What the task asks: Exact repetition of the data below is required.

(Stored items)
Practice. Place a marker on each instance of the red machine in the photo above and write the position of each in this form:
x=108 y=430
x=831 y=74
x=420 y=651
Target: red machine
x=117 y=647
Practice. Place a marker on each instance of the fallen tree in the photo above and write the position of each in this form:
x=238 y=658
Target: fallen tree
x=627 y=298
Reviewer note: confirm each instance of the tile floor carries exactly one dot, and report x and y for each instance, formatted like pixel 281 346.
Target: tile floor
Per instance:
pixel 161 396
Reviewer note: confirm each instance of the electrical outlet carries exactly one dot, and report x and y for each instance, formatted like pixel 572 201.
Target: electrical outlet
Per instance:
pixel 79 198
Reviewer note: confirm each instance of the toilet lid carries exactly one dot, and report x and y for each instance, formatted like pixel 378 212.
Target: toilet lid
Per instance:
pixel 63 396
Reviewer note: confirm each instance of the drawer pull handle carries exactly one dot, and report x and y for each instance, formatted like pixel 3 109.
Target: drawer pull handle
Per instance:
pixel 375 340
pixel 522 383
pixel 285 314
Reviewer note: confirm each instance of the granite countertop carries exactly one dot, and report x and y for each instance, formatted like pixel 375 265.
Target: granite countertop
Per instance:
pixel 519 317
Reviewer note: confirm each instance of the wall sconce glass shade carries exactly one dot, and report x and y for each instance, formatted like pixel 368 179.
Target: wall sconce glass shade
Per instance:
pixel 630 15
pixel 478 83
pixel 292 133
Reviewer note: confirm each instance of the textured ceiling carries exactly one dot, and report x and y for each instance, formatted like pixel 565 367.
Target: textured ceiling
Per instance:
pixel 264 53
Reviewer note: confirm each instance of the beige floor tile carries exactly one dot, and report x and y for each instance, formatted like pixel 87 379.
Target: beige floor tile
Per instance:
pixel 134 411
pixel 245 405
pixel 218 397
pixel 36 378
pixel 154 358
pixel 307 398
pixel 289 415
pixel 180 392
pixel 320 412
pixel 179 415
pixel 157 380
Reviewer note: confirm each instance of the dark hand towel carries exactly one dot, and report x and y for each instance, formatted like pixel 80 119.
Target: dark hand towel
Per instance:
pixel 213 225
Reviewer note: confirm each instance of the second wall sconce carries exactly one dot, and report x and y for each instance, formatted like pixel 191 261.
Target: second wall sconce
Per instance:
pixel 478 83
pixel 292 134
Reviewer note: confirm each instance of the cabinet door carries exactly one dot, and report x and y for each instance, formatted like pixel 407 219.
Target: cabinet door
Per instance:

The answer:
Practice. Place a marker on each instance of the red machine in the photo above and write the position of each in this form:
x=108 y=430
x=831 y=74
x=420 y=651
Target: red machine
x=117 y=647
Practice. Place a marker on each instance of the fallen tree in the photo above and write the position of each in this form:
x=238 y=658
Target: fallen tree
x=627 y=298
Reviewer note: confirm each instance of the tile floor carries exactly one dot, and report x and y for each instance, formatted like pixel 281 346.
Target: tile floor
Per instance:
pixel 161 396
Reviewer note: confirm each instance of the electrical outlet carries exactly one dot, and report x and y for each instance, formatted like pixel 572 201.
Target: electrical outlet
Per instance:
pixel 79 198
Reviewer note: confirm each instance of the toilet lid carries exactly one dot, and report x and y for each instance, formatted like pixel 378 212.
Target: toilet lid
Per instance:
pixel 63 396
Reviewer note: confirm each instance of the drawer pull handle carries exactly one dot, and report x and y for each instance, formatted like pixel 3 109.
Target: drawer pull handle
Per instance:
pixel 375 340
pixel 522 383
pixel 285 314
Reviewer note: confirm each instance of the granite countertop carries exactly one dot, and report x and y for each instance, formatted like pixel 375 265.
Target: granite countertop
Per instance:
pixel 519 317
Reviewer note: confirm each instance of the wall sconce glass shade carries exactly one dot, and report x and y for each instance, formatted like pixel 368 179.
Target: wall sconce glass shade
Per instance:
pixel 630 15
pixel 478 83
pixel 292 133
Reviewer note: confirm each instance of the textured ceiling carries exactly one dot, and report x and y for each instance, formatted like pixel 565 367.
Target: textured ceiling
Per instance:
pixel 264 53
Reviewer note: confirm each instance of the beige floor tile carries exactly one dot, and report x and y for each instance, formatted like pixel 87 379.
Target: beige floor tile
Per instance:
pixel 134 411
pixel 245 405
pixel 218 397
pixel 36 378
pixel 154 358
pixel 307 398
pixel 289 415
pixel 180 392
pixel 320 412
pixel 179 415
pixel 157 380
Reviewer note: confirm each instance of the dark hand towel carries exactly one dot, and report x and y for each instance, formatted like pixel 80 119.
Target: dark hand towel
Per instance:
pixel 213 225
Reviewer note: confirm each instance of the second wall sconce carries exactly one dot, and report x and y for each instance, formatted like pixel 191 261.
Target: second wall sconce
Per instance:
pixel 478 83
pixel 292 134
Reviewer note: confirm each instance of the cabinet door carries exactly one dot, and report x and y for each instance, formatted like pixel 407 219.
Target: cabinet door
Per instance:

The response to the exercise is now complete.